Trecho fornecido -

::::

A 14ª edição do Videobrasil marcou ao mesmo tempo os 20 anos de existência do mais importante festival de arte eletrônica do hemisfério sul, dedicado este ano às iniciativas artísticas próprias do "circuito artístico do Sul". Como assinala Solange Farkas, diretora e fundadora do festival, "no processo dialético de internacionalização da produção artística, Videobrasil se esforça desde sua origem em buscar e determinar nossa identidade audiovisual enquanto latino-americanos e, de modo mais geral, enquanto produtores do hemisfério sul".

Obviamente, o objetivo do festival não é tanto promover uma questionável especificidade estética da linguagem audiovisual do Sul (que de qualquer forma seria ilusória, considerando-se a diversidade da produção em países tão diferentes como Argentina, Índia, Líbano,...), mas dar um maior coeficiente de visibilidade ao que quase sempre é negligenciado ou então absorvido pelas grandes capitais da arte como Nova Iorque, Paris ou Berlim.

::::

Tarefas -
- 1) Indique se cada afirmação abaixo está de acordo com o texto sobre o Videobrasil. Responda sim ou não e cite as palavras exatas do texto que decidem cada caso: (a) a 14ª edição do festival coincidiu com seus 20 anos de existência; (b) Solange Farkas é diretora e fundadora do festival; (c) o objetivo do festival é sobretudo promover uma especificidade estética da linguagem audiovisual do Sul.
- 2) Reescreva as linhas dos registros que começam no início deles e terminam na linha que contém "fill-rule evenodd", substituindo "snow-covered ground" por "ice-covered ground" e mantendo todo o resto inalterado.

::::

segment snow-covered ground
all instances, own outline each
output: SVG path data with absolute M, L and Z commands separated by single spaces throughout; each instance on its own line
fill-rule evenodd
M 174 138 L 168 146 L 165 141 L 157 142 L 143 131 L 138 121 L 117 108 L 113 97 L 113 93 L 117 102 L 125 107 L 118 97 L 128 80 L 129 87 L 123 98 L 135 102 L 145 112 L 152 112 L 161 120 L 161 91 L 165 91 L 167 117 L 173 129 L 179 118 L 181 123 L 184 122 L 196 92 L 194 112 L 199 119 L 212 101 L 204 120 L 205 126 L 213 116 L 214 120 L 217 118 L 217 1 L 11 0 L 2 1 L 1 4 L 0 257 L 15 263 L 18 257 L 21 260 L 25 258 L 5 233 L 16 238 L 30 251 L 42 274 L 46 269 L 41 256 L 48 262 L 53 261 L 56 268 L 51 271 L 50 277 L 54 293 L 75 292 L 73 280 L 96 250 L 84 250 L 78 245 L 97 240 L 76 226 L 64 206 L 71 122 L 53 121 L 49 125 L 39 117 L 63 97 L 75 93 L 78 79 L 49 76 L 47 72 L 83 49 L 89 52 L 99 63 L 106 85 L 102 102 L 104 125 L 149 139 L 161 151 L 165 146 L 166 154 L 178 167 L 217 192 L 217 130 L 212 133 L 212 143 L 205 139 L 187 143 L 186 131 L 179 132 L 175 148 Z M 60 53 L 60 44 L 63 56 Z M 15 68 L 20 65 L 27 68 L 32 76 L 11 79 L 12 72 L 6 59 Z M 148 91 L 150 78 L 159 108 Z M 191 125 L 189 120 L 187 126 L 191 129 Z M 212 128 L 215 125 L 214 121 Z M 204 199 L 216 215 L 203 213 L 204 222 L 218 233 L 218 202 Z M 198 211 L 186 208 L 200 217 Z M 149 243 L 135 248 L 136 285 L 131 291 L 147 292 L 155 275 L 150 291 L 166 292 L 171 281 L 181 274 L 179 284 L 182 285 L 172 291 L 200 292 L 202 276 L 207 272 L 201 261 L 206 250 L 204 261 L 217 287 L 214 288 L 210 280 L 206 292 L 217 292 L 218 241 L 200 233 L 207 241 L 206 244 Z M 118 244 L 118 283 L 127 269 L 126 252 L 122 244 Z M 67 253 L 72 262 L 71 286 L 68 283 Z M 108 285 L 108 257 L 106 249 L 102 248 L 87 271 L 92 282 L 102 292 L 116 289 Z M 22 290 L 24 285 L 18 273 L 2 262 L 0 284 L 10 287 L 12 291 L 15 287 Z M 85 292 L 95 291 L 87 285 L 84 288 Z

::::

Respostas do exercício -
- 1)
(a) Sim: "A 14ª edição do Videobrasil marcou ao mesmo tempo os 20 anos de existência do mais importante festival de arte eletrônica do hemisfério sul".
(b) Sim: "Solange Farkas, diretora e fundadora do festival".
(c) Não: "o objetivo do festival não é tanto promover uma questionável especificidade estética da linguagem audiovisual do Sul".

- 2)
segment ice-covered ground
all instances, own outline each
output: SVG path data with absolute M, L and Z commands separated by single spaces throughout; each instance on its own line
fill-rule evenodd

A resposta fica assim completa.